Honey is a complex woman who loves art, wine and fashion, but she’s having a reckoning with herself about her past and she takes readers along for the ride. I laughed and was taken completely by surprise to cry as well. Honey will be at the top of my list of most memorable characters this year. Another backlist winner!!
Trespasses by Louise Kennedy - 5 ⭐️ audio is great *full audio review here
Abscond: A Short Story by Abraham Verghese - 5 ⭐️ - review here
Bonjour, Tristesse by Francois Sagan - 4.5 ⭐️ - review here
Love Forms by Claire Adam - 3.75 ⭐️ - review here
Lonely Crowds by Stephanie Wambugu - 3.75 ⭐️
I love an intense female friendship story and this debut delivered on that premise. The cover and this blurb caught my eye….a volatile friendship between two outsiders who escape their bleak childhoods and enter the glamorous early '90s art world in New York City, where only one of them can make it. I love a NYC story and set it in the past and make me wonder what happened that only one friend could make it and I’m in! I did a combo print and audio (the narration by Shayna Small was great).

### INFORMATION PROVIDED:
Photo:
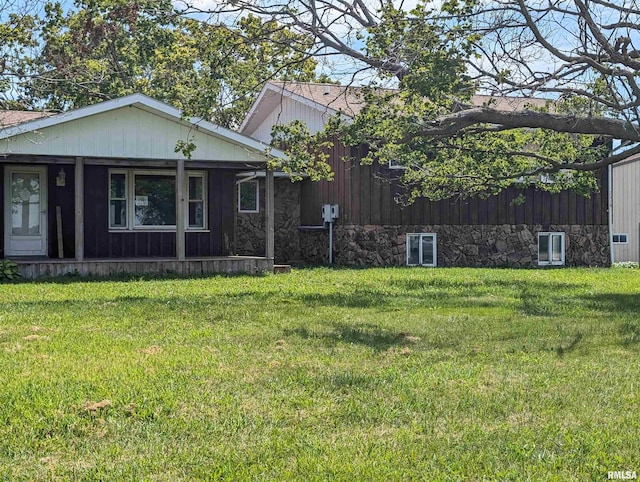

### WHAT THE TASK REQUIRES:
Quote everything in the book reviews above from "Trespasses by Louise" down to "Small was great).", word for word.

### COMPLETE OUTPUT:
Trespasses by Louise Kennedy - 5 ⭐️ audio is great *full audio review here
Abscond: A Short Story by Abraham Verghese - 5 ⭐️ - review here
Bonjour, Tristesse by Francois Sagan - 4.5 ⭐️ - review here
Love Forms by Claire Adam - 3.75 ⭐️ - review here
Lonely Crowds by Stephanie Wambugu - 3.75 ⭐️
I love an intense female friendship story and this debut delivered on that premise. The cover and this blurb caught my eye….a volatile friendship between two outsiders who escape their bleak childhoods and enter the glamorous early '90s art world in New York City, where only one of them can make it. I love a NYC story and set it in the past and make me wonder what happened that only one friend could make it and I’m in! I did a combo print and audio (the narration by Shayna Small was great).